(Stored items)
------------

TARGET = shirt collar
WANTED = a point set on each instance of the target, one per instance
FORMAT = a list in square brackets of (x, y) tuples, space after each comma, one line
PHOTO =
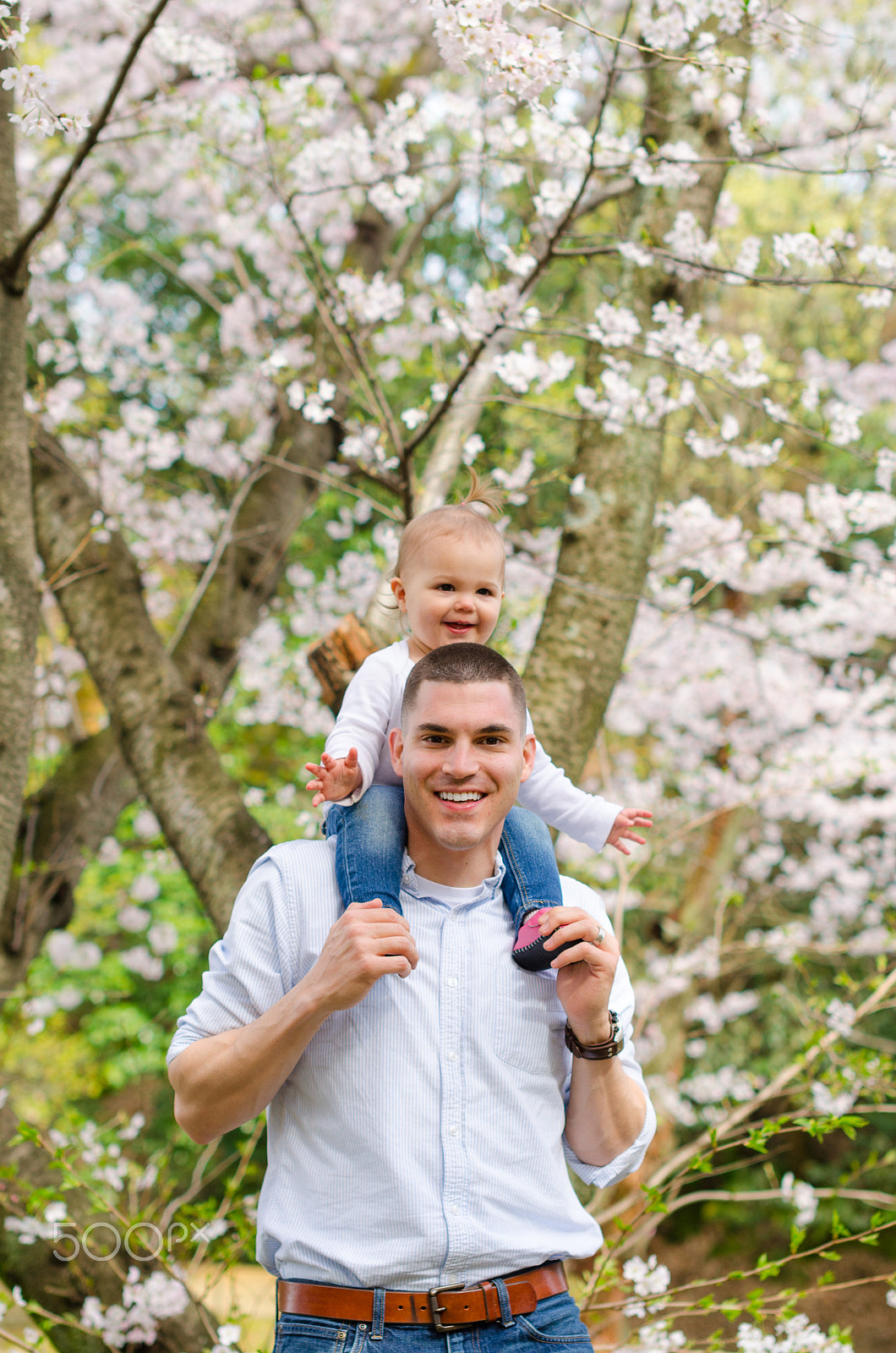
[(489, 886)]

------------

--- WRITTEN PROBLEM ---
List every line of the material that contains the string "each". Case counts.

--- EXERCISE RESULT ---
WANTED = a point set on each instance of the target, one per instance
FORMAT = a list in square brackets of (x, y) tuples, space after each comma, one line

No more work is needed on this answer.